• _INSTRUÇÕES DO EXERCÍCIO_: Escreva a continuação do excerto sobre Marisa Matias e o senhor Pires, começando logo a seguir à última frase apresentada.

• _TEXTO SELECIONADO_:
__________________________________________________

Para o PS também havia uma mensagem. Utilizando o facto de haver delegados sindicais cujas situações estão pendentes da negociação que decorrem no Parlamento sobre a legislação laboral, Marisa Matias repetiu o apelo que tinha feito em Coimbra. “Ainda há tempo, tanto na Saúde como no Trabalho, para corrigir as injustiças deixadas pelo tempo da troika”.
Já no fim, e numa altura em que tanto jornalistas como representantes sindicais iam desmobilizando, Marisa Matias tornou ao sítio onde à chegada tinha sido parada por alguns trabalhadores. “Agora não posso, só quando terminar. Mas eu volto“, tinha prometido. E cumpriu. Mas não encontrou lá todas as caras que a tinham saudado inicialmente.
– “Onde está o outro senhor?”, perguntou.
– “O senhor Pires já foi embora”, respondeu-lhe uma das trabalhadoras do bar do edifício central.
– “E já não volta? Não? Então dê-me o número dele”, pediu a eurodeputada.
Depois de alguns minutos de pesquisa em diferentes listas telefónicas lá encontraram o número do senhor Pires. Marisa Matias, imitando uma das imagens de marca de Marcelo Rebelo de Sousa, pegou no telemóvel e fez a chamada. “Estou, senhor Pires? Daqui é a Marisa. Então eu disse que vinha aqui no fim ter consigo… Não acreditou em mim?”. Do outro lado a resposta foi longa, mas a eurodeputada resolveu rapidamente o telefonema. “Olhe, quando passar esta confusão toda voltamos a falar, está bem? Este é o meu número”.

__________________________________________________

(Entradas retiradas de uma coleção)

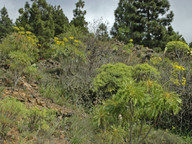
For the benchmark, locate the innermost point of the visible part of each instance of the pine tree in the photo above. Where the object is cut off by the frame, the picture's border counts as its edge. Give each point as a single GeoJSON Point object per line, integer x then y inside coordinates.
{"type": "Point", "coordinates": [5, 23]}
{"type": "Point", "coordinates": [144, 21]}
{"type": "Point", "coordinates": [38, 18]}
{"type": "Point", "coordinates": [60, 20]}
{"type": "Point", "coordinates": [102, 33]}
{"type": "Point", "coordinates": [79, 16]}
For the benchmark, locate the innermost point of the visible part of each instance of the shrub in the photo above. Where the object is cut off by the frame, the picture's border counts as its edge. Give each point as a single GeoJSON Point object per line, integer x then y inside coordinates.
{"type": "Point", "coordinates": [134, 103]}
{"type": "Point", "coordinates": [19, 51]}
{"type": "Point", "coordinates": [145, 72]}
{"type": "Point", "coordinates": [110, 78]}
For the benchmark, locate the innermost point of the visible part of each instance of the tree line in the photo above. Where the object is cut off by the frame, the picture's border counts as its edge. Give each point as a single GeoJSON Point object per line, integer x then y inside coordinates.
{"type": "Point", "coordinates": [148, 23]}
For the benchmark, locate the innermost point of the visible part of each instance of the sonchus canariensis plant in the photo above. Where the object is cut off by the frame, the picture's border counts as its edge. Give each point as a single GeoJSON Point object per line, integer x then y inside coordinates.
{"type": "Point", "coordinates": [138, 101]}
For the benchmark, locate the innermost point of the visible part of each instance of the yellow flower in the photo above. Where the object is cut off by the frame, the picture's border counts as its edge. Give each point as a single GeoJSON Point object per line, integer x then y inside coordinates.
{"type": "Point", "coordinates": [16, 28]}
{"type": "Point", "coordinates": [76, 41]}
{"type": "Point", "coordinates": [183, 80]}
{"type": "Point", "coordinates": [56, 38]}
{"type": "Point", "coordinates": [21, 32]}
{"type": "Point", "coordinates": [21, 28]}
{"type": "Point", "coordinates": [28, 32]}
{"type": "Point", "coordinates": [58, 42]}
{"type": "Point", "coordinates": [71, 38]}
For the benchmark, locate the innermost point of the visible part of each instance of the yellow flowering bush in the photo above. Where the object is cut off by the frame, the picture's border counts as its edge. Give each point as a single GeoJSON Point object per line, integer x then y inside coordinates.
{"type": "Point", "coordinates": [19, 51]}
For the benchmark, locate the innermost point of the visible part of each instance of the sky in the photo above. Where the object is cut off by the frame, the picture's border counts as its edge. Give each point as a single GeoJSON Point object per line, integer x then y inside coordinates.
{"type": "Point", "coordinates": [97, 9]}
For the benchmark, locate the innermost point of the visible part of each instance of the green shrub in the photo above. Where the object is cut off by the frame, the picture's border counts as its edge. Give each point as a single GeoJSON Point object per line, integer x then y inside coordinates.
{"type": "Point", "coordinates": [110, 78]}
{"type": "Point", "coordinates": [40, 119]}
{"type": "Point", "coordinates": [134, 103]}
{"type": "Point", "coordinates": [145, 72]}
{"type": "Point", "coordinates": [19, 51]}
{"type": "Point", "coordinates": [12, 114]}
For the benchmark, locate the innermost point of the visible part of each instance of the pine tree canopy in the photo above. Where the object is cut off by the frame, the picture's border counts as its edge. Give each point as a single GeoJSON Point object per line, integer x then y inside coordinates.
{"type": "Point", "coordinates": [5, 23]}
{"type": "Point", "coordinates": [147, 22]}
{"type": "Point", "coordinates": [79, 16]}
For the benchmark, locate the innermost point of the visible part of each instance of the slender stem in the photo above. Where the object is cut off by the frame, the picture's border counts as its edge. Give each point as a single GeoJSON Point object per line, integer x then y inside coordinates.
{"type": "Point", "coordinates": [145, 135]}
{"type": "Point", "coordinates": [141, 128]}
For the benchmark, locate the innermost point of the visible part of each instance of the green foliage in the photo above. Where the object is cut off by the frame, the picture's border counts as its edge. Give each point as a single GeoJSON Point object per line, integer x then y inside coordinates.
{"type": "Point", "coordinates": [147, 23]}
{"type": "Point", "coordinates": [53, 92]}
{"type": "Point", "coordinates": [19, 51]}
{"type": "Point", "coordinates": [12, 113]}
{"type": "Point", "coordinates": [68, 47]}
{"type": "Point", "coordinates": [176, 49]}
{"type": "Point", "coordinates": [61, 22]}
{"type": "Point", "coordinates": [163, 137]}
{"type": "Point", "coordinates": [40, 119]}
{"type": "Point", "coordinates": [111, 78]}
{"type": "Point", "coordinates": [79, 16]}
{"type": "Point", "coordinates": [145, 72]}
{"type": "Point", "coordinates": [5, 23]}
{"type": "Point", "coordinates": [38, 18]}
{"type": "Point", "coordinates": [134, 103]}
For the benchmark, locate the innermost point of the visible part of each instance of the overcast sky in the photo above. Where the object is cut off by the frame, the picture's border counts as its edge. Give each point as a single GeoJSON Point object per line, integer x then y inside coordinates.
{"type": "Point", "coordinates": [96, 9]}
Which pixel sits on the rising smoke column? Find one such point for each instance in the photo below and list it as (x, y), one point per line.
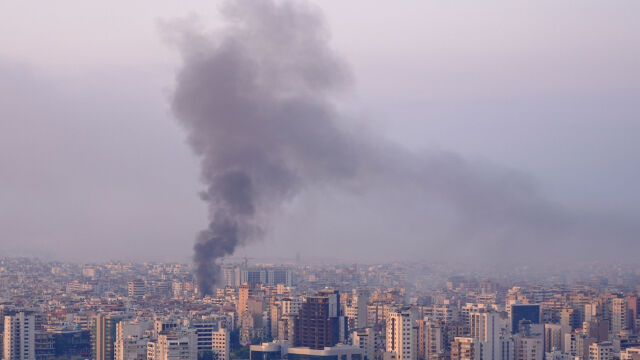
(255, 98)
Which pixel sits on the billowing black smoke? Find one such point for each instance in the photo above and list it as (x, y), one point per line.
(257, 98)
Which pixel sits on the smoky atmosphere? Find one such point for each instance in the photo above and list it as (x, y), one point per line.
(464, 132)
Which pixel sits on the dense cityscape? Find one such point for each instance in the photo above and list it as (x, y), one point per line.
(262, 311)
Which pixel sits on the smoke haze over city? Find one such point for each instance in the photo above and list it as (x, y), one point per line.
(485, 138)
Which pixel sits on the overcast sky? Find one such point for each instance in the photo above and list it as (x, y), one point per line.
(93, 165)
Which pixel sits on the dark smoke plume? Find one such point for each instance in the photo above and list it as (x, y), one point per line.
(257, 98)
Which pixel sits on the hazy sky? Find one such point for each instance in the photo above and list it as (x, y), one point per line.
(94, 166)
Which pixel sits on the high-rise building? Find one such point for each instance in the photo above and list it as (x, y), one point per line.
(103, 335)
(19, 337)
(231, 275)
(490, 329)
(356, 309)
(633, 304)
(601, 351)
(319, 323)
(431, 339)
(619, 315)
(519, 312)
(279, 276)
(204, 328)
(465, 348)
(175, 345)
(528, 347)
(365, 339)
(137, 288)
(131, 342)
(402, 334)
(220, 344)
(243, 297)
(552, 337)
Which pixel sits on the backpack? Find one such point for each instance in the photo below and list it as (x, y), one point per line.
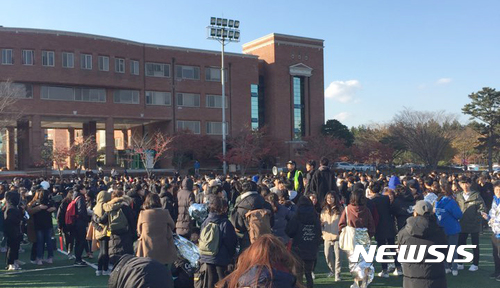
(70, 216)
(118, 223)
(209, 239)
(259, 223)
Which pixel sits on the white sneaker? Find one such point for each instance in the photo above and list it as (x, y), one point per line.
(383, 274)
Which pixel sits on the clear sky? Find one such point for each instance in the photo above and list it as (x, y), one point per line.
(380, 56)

__________________________________________________

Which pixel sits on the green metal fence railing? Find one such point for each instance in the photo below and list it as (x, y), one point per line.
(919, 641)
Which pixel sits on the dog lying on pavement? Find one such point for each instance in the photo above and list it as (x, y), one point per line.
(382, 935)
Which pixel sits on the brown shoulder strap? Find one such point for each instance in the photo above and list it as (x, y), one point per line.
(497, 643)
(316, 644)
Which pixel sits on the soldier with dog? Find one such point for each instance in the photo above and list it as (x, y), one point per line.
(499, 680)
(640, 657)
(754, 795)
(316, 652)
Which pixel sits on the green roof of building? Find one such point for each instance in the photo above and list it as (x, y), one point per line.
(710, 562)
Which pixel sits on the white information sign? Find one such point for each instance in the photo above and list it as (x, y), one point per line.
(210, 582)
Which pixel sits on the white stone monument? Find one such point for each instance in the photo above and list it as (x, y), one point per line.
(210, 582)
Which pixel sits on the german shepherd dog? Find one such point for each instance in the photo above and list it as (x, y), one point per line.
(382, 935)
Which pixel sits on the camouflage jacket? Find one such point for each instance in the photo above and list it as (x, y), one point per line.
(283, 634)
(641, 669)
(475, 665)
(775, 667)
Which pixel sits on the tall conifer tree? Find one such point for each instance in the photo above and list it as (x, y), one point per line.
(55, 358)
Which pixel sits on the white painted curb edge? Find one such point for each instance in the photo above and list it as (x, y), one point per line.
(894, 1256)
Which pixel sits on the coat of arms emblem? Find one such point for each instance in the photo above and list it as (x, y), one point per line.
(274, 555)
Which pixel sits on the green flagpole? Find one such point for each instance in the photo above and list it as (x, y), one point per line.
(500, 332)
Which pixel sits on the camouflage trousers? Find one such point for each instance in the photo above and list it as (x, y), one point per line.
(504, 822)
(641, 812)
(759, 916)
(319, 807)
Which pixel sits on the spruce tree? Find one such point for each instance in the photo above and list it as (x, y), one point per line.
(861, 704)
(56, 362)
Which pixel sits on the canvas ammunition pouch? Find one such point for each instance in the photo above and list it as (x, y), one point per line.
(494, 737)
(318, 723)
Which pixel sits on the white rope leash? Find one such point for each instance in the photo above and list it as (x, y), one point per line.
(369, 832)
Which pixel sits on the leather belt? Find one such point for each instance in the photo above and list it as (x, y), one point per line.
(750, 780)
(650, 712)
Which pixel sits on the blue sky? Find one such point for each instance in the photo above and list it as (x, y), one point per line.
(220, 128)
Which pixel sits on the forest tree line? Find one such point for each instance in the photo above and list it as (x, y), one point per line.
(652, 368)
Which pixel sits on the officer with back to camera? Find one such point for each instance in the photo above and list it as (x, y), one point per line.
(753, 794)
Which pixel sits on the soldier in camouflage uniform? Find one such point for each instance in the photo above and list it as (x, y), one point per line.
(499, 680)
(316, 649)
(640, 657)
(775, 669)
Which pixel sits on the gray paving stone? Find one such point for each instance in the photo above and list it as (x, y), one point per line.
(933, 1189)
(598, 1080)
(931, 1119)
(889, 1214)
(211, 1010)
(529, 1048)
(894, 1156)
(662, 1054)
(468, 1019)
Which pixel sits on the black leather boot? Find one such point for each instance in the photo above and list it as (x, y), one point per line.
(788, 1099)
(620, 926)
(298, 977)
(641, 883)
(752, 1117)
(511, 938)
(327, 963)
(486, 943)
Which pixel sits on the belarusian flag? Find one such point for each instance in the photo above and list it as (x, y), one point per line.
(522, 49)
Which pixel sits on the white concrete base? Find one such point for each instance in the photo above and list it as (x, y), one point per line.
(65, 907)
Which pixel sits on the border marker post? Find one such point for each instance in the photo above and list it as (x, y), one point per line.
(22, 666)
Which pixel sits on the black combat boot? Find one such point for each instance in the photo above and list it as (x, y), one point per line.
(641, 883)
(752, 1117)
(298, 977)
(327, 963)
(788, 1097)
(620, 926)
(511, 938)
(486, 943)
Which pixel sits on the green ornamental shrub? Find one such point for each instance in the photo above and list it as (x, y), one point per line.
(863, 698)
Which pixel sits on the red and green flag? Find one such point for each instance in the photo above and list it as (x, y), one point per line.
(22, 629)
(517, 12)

__________________________________________________

• _RESPOSTA AO PROBLEMA_:
A visita a casa de Luísa para lembrar os cuidadores informais
O fim de tarde do Bloco de Esquerda foi dedicado a uma das bandeiras que o partido mais tem agitado nos últimos anos: os cuidadores informais. No Porto, em Paranhos, vive Luísa Vieira, 59 anos. Cuida do marido, Jorge Silva, de 60 anos, diagnosticado com Alzheimer em 2012.
Desde esse ano que Luísa deixou de trabalhar: “Não recebo qualquer ajuda do Estado. Apenas 105 euros mensais do complemento de dependência que o Jorge recebe”, relata. Isso e a pensão de 410 euros do marido, a quem em 2015 foi atribuída uma taxa de incapacidade de 76%.
Ex-jogador de futeblol, Jorge — ou Fernando Jorge, como era conhecido no meio desportivo — sofre da doença desde os 53 anos, tendo ficado progressivamente incapacitado ao ponto de ser atualmente totalmente dependente. Uma situação que obriga Luísa a estar 24 sob 24 horas ao lado do marido. “Quando consigo ter uma hora para ir tomar um café com uma amiga é uma alegria“, desabafa.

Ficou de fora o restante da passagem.